## Extrait du texte
****************************************

Je dois faire remarquer que si mon livre se rencontre aujourd’hui entre les mains du grand public, c’est contre mon intention primitive. Sans doute, j’ai toujours pensé que ce n’est pas au savant, à l’homme de l’abstraction, au philosophe métaphysicien, & l’académicien borné, mais bien à l’homme en général, qu’il faut s’adresser en écrivant et en enseignant, mais bien au jugement du bon sens humain. Je suis convaincu que le suprême, le plus sublime effort du philosophe doit être l’abnégation de lui-même comme philosophe, et qu’il ne doit être philosophe qu’en secret, incognito et sans bruit. J’ai toujours, et dans tous mes écrits, visé à être clair, aussi simple et précis que la matière que je traite le permet, de manière que tout esprit cultivé, tout individu humain qui sait penser peut me comprendre sans difficulté. Cependant il faut apporter à la lecture de cet ouvrage un certain savoir scientifique.

****************************************

## Exercice a
Dans l'extrait consacré au public visé par l'auteur, relevez tous les destinataires auxquels, selon lui, il ne faut pas s'adresser en écrivant et en enseignant.
Le texte et le listing n'ont aucun lien entre eux.

## Données d'entrée
****************************************

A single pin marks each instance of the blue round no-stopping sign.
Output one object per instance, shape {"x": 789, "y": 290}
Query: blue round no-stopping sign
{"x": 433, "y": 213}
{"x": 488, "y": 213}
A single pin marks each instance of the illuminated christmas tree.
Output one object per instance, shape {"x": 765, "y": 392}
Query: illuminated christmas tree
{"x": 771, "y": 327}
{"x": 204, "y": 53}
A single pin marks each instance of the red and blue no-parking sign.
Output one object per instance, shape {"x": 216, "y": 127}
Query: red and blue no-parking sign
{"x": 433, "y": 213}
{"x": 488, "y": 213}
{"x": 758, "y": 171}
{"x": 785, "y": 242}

****************************************

## Exercice b
Recopiez à l'identique les lignes du listing, en commençant par celle qui contient "A single pin marks each instance of the red" et en terminant à la fin du listing.

## Réponse a
- au savant
- à l'homme de l'abstraction
- au philosophe métaphysicien
- l'académicien borné

## Réponse b
A single pin marks each instance of the red and blue no-parking sign.
Output one object per instance, shape {"x": 216, "y": 127}
Query: red and blue no-parking sign
{"x": 433, "y": 213}
{"x": 488, "y": 213}
{"x": 758, "y": 171}
{"x": 785, "y": 242}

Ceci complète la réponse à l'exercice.